BPJS saat ini tidak menanggung PKMK, bahkan ketika produk tersebut diresepkan oleh dokter spesialis anak. Meskipun secara regulasi PKMK telah masuk dalam formularium nasional yang dikeluarkan pada tahun 2023. Saat ini PKMK untuk stunting bisa dibayarkan melalui biaya intervensi nutrisi lewat program masing-masing daerah di tingkat dinas kesehatan provinsi, kabupaten, dan kota. Semuanya menggunakan dana APBD.
Ini tentunya sangat tidak sustainable karena sangat bergantung dari pendapat asli daerah yang juga harus digunakan untuk anggaran program lain. Hal ini menciptakan ketimpangan struktural dalam pelayanan kesehatan. Anak dari keluarga miskin yang tidak mampu membeli PKMK akan terus tertinggal dalam tumbuh-kembangnya, menciptakan siklus ketimpangan sosial yang sulit diputus.
Ketika tidak diintervensi negara, maka anak-anak dengan kebutuhan medis khusus tidak mendapat akses gizi yang adil, sistem kita gagal menunaikan keadilan itu. Bagaimana tidak timpang, bila negara bisa menjamin operasi jantung senilai ratusan juta rupiah, tetapi menolak menjamin formula penyelamat masa depan seharga ratusan ribu.
Peran Strategis Multi-pihak
Untuk menjadikan PKMK sebagai bagian dari sistem JKN, diperlukan sinergi kebijakan dan partisipasi lintas sektor. Pemerintah dan BPJS Kesehatan perlu menyusun kebijakan integrasi pembiayaan PKMK kedalam manfaat JKN untuk kasus tertentu (prematur, stunting, alergi berat, gangguan metabolik), dan dimasukkan dalam formularium nasional.
Harus diakui dengan kondisi BPJS yang terus mengalami défisit, advokasi pembiayaan PKMK akan tidak mudah. Namun langkah cepat yang paling bisa dilakukan adalah dengan menyediakan subsidi silang dan mekanisme klaim berbasis kebutuhan klinis. Disinilah perlu peran strategis organisasi profesi dokter anak untuk tidak hanya menyusun tetapi juga mengeskalasi kekuatan pedoman klinis yang terstandarisasi dan mendukung peresepan PKMK hingga di tingkat kebijakan pembiayaan.
Industri juga harus dilibatkan karena harga produksi dan inovasi teknologi menjadi elemen kunci yang menyebabkan harga produk ini menjadi lebih mahal. Menekan harga PKMK melalui pengembangan produk lokal berkualitas menjadi solusi jangka menengah dan panjang. Sarihusada telah menginisiasi pendekatan ini dengan produksi lokal formula PKMK padat kalori dan tinggi protein.

- _Petunjuk Tugas_
Teruskan tulisan tentang pembiayaan PKMK di atas, mulai dari sesudah kalimat terakhirnya.

Data penunjukan berdasarkan ekspresi rujukan:

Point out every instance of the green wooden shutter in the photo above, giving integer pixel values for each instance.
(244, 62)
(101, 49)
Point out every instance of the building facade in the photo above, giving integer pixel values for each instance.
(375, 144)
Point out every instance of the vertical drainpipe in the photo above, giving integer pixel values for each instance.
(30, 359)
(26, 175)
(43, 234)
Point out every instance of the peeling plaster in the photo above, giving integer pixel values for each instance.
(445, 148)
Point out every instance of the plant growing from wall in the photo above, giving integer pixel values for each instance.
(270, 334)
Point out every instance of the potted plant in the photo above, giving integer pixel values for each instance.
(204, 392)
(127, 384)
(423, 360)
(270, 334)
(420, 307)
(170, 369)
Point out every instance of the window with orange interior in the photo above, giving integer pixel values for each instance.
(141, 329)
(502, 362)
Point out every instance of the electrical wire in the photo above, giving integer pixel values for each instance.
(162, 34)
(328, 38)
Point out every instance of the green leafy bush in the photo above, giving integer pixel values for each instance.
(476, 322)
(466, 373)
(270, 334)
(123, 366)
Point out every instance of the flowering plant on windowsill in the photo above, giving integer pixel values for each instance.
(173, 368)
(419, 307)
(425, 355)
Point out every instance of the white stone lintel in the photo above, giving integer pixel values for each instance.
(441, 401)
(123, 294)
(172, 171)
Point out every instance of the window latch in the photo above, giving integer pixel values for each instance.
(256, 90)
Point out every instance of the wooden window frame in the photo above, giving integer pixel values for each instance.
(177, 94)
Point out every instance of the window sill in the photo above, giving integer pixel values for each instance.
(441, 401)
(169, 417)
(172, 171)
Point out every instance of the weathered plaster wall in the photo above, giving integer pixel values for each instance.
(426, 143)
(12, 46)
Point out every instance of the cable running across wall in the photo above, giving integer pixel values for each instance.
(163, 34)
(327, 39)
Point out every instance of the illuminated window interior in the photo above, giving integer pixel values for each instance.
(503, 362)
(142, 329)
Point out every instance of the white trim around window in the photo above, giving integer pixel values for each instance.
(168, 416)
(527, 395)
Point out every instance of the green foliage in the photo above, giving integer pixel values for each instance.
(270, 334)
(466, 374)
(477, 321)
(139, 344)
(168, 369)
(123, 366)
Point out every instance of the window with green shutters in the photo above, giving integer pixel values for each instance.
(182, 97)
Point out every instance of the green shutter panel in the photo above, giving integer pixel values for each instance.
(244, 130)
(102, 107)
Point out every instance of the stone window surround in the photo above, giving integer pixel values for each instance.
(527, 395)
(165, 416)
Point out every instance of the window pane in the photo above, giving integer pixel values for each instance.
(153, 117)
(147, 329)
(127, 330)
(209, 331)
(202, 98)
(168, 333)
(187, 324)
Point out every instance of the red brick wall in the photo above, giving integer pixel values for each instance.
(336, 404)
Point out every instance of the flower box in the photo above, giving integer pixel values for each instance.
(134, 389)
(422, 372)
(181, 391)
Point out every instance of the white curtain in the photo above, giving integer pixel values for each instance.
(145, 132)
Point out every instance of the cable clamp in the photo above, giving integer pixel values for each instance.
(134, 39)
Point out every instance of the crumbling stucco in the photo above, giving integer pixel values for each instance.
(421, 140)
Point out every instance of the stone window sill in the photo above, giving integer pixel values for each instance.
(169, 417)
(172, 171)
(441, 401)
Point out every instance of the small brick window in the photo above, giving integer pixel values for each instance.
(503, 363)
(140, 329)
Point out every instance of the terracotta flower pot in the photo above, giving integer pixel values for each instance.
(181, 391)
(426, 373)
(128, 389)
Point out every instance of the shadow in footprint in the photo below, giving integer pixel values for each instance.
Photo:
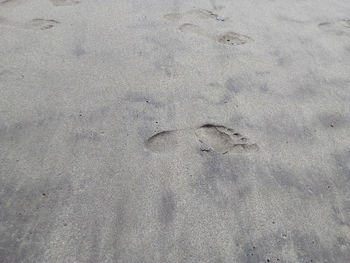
(194, 29)
(215, 138)
(233, 39)
(43, 24)
(163, 142)
(223, 140)
(338, 27)
(64, 2)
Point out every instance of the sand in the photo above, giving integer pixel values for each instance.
(174, 131)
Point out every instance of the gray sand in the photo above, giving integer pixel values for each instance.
(145, 131)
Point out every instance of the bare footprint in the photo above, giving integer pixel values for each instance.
(9, 3)
(233, 39)
(339, 27)
(64, 2)
(223, 140)
(173, 16)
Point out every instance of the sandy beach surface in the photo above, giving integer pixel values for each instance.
(149, 131)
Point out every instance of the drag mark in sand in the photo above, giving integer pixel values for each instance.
(43, 24)
(64, 2)
(233, 39)
(36, 23)
(339, 27)
(221, 139)
(162, 142)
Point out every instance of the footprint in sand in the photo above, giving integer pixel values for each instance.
(43, 24)
(340, 27)
(223, 140)
(9, 3)
(36, 23)
(199, 12)
(64, 2)
(233, 39)
(227, 38)
(216, 138)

- _Jawaban Anda_
Namun untuk jangka pendek, kolaborasi dengan pemerintah dalam skema subsidi dan bulk procurement bisa menjadi opsi yang sangat realistis, mengingat hal ini juga sudah dilakukan di masa awal BPJS pada obat-obat di bidang onkologi. Akademisi dan peneliti juga perlu terus melakukan evaluasi cost-effectiveness dan efektivitas intervensi PKMK.
Pada intinya, kita tidak sedang membicarakan susu mahal. Kita sedang membicarakan hak hidup anak-anak yang sejak lahir telah harus bertahan dengan kondisi yang tak mereka pilih. Mereka tidak butuh belas kasihan, mereka butuh kebijakan yang berpihak. Jika kita serius ingin membangun generasi unggul, maka perhatian terhadap nutrisi sejak dini bukanlah pilihan, melainkan keharusan.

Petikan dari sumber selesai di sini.